• _What is expected_
Copy the listing below from its first line through the line that contains "412 138 L 403", including both of those lines.

----- Source data

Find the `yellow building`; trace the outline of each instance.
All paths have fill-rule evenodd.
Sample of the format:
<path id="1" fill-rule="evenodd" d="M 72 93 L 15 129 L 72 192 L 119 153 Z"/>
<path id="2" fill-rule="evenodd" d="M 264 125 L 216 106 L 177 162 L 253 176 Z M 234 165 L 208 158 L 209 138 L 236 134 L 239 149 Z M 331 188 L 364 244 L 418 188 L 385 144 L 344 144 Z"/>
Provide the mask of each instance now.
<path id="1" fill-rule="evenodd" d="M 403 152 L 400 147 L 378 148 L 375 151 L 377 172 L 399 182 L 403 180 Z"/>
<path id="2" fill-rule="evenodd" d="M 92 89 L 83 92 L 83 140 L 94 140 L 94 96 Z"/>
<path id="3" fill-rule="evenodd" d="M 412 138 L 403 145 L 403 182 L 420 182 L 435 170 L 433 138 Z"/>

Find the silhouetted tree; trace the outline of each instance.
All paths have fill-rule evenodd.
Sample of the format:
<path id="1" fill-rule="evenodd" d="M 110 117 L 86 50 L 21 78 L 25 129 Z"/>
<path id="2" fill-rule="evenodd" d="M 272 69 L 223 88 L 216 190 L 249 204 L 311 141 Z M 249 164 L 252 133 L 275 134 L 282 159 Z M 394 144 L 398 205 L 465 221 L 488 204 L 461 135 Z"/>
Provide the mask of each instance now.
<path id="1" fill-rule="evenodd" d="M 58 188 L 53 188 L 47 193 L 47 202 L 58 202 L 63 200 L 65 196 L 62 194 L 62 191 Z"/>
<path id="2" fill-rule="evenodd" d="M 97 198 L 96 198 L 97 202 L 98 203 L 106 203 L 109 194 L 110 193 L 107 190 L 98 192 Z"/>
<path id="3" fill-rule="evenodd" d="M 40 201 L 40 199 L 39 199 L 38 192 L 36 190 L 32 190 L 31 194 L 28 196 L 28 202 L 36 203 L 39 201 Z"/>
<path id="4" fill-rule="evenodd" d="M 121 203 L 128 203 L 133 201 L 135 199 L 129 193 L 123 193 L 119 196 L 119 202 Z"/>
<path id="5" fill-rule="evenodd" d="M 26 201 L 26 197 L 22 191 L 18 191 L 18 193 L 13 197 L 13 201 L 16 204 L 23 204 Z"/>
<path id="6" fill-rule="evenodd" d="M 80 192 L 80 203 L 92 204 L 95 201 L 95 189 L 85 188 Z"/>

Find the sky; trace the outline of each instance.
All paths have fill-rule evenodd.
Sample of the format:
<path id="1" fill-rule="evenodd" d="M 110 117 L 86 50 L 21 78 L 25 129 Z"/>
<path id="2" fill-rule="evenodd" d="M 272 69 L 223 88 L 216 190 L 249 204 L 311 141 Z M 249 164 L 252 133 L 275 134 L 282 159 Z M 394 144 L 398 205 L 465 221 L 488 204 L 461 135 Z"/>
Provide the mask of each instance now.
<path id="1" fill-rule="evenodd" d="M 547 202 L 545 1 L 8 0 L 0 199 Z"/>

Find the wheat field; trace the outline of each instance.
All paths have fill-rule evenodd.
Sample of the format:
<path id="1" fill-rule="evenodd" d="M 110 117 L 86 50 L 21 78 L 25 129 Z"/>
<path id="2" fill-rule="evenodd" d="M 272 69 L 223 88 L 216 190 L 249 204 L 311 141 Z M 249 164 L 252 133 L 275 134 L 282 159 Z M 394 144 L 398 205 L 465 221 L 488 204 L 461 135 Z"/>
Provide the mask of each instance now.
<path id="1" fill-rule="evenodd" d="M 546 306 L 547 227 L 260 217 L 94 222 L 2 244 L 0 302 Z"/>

----------

• _Result of the exercise_
Find the `yellow building`; trace the outline of each instance.
All paths have fill-rule evenodd.
Sample of the format:
<path id="1" fill-rule="evenodd" d="M 72 93 L 15 129 L 72 192 L 119 153 Z"/>
<path id="2" fill-rule="evenodd" d="M 264 125 L 216 106 L 177 162 L 253 176 Z M 234 165 L 208 158 L 209 138 L 236 134 L 239 149 Z M 331 188 L 364 244 L 418 188 L 385 144 L 344 144 Z"/>
Provide the mask of each instance now.
<path id="1" fill-rule="evenodd" d="M 403 152 L 400 147 L 378 148 L 375 151 L 377 172 L 399 182 L 403 180 Z"/>
<path id="2" fill-rule="evenodd" d="M 92 89 L 83 92 L 83 140 L 94 140 L 94 96 Z"/>
<path id="3" fill-rule="evenodd" d="M 412 138 L 403 145 L 403 182 L 420 182 L 435 170 L 433 138 Z"/>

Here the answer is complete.